=== Section Start ===

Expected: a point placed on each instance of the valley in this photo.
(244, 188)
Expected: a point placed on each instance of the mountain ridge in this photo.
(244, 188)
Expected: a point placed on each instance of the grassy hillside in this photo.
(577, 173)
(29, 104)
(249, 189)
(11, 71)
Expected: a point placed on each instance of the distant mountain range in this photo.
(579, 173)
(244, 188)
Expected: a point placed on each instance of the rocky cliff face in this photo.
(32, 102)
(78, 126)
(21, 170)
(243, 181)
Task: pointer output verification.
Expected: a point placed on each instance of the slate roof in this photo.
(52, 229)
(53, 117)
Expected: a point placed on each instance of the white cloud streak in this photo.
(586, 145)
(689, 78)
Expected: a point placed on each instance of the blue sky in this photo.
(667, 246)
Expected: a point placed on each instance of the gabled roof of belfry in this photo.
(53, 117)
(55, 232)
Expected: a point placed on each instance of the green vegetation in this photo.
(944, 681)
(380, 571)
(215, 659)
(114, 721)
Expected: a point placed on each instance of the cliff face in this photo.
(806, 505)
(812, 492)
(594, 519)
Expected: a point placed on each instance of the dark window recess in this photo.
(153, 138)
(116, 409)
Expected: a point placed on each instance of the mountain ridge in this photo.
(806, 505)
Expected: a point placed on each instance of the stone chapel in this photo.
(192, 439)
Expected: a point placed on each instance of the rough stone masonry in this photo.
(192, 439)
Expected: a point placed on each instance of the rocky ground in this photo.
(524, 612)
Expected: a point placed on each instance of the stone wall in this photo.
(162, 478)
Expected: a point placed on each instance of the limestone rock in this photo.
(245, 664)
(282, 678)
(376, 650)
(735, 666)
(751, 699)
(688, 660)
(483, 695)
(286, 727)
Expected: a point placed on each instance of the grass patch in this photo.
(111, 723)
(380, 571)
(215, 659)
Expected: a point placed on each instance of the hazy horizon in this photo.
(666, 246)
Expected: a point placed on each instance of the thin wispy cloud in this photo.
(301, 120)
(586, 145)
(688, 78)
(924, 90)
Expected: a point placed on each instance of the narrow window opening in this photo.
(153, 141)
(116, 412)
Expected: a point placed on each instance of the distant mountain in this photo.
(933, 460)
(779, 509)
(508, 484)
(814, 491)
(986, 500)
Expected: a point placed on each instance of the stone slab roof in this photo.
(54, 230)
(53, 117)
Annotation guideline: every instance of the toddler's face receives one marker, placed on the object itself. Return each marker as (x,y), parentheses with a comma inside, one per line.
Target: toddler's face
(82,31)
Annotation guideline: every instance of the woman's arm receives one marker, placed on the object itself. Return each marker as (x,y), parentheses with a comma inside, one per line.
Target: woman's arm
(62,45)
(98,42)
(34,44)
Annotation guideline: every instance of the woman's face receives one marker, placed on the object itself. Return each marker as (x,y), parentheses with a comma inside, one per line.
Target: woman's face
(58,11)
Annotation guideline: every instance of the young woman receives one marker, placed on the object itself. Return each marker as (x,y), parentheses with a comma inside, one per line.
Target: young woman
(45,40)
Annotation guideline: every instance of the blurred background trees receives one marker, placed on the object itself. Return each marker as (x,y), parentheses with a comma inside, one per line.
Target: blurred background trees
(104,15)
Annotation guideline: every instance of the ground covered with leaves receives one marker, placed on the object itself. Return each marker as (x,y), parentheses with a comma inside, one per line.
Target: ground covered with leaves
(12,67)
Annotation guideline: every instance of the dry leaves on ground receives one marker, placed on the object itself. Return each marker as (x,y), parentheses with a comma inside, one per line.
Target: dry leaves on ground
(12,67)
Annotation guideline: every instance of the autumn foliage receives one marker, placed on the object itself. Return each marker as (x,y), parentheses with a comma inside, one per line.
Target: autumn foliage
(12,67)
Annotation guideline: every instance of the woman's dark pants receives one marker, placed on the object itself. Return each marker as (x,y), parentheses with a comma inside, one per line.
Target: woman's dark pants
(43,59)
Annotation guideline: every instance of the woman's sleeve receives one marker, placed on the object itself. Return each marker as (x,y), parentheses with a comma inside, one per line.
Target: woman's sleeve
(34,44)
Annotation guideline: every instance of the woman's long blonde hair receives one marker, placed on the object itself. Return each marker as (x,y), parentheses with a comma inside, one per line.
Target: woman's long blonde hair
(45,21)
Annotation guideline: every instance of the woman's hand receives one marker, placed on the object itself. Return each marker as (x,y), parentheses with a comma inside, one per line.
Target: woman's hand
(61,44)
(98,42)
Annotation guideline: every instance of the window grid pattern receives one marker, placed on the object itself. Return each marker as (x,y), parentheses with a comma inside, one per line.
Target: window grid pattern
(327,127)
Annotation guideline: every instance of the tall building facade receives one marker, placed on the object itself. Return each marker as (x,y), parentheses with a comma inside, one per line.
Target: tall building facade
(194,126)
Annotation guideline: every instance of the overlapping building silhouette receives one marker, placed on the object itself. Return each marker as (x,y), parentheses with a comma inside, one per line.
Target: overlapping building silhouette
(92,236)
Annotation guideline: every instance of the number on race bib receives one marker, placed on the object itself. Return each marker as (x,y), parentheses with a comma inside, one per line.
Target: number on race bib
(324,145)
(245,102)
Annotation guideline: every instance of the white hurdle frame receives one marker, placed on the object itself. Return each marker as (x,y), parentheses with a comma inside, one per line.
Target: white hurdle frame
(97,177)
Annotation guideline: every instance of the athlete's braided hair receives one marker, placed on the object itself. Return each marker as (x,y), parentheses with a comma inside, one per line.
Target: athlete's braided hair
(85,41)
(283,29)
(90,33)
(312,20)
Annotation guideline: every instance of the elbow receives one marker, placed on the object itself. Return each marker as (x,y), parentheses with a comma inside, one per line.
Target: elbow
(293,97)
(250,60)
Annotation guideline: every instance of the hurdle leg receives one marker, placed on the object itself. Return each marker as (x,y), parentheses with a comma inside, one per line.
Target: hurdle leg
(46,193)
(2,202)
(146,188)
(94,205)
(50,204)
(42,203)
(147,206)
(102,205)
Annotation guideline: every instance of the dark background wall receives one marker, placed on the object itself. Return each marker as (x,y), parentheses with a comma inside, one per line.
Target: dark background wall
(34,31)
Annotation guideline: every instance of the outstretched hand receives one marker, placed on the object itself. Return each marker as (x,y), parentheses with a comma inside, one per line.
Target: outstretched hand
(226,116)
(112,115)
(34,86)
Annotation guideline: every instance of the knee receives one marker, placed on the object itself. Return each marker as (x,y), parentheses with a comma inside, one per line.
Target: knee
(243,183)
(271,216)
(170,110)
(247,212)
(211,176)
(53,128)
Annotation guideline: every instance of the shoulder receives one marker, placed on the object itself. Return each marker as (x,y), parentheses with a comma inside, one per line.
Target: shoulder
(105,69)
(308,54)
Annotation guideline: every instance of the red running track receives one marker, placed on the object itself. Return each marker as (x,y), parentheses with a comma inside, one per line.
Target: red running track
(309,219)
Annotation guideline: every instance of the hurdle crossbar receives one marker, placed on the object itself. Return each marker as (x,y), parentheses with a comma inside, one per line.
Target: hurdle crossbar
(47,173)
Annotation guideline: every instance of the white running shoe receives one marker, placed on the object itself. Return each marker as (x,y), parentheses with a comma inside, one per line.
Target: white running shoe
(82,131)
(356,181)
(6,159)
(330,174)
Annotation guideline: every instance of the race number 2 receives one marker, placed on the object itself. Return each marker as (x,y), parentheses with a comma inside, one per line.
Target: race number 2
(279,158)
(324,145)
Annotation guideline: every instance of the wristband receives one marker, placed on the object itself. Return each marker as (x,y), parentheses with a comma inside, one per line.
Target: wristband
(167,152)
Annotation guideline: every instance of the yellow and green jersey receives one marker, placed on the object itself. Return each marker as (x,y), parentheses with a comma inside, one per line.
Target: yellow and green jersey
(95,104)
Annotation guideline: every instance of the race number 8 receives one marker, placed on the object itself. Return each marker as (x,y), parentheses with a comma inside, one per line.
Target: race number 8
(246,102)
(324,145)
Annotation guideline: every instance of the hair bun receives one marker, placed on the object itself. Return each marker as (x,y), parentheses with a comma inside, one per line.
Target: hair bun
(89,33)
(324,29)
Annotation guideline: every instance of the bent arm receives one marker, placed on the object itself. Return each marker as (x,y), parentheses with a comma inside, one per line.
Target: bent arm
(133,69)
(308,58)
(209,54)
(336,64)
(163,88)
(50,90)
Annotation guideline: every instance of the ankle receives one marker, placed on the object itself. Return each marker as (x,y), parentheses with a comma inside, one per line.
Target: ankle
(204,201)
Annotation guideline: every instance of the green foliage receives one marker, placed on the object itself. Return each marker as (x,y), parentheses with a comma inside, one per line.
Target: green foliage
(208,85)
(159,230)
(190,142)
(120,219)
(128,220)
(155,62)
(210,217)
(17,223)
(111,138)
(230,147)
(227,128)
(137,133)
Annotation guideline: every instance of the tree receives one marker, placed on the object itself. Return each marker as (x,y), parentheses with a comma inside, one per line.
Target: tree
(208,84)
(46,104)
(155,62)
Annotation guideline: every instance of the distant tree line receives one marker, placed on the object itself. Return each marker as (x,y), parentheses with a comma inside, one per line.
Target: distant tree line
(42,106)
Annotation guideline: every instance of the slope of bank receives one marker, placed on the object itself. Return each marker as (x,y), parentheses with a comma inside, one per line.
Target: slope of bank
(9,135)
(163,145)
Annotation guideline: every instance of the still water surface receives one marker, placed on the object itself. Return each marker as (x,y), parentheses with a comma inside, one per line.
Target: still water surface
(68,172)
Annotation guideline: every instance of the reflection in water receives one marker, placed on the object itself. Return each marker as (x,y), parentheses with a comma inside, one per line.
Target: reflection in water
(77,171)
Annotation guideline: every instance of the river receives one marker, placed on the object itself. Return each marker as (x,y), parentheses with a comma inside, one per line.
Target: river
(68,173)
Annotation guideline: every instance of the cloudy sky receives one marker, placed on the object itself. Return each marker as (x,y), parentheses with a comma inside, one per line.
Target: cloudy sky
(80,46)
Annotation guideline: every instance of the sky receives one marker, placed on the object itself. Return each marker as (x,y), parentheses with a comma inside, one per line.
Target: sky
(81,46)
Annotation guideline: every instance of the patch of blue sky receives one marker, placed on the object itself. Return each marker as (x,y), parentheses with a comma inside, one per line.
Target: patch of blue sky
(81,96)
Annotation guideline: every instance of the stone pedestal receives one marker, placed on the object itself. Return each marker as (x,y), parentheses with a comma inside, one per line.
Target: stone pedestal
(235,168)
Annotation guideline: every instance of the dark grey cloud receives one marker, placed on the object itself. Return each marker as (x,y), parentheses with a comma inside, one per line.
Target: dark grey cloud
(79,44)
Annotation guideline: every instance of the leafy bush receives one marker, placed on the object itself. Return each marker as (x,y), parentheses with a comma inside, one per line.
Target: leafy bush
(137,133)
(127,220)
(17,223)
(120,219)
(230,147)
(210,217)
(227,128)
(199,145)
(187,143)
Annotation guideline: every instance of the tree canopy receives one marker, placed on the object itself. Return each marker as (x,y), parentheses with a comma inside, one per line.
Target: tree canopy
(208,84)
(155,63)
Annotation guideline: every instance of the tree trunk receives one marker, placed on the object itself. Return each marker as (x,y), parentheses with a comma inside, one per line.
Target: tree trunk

=== Section End ===

#### What is expected:
Copy range, inclusive: the line holding "Target: white hurdle frame" to the line holding "Annotation guideline: every instance of the athlete's". Reproduce exactly those lines of the records above and no others.

#### Solution below:
Target: white hurdle frame
(97,177)
Annotation guideline: every instance of the athlete's braided hair receives one marker, placed on the object itself. Return each marker as (x,y), parentheses with a comma inside, one per line.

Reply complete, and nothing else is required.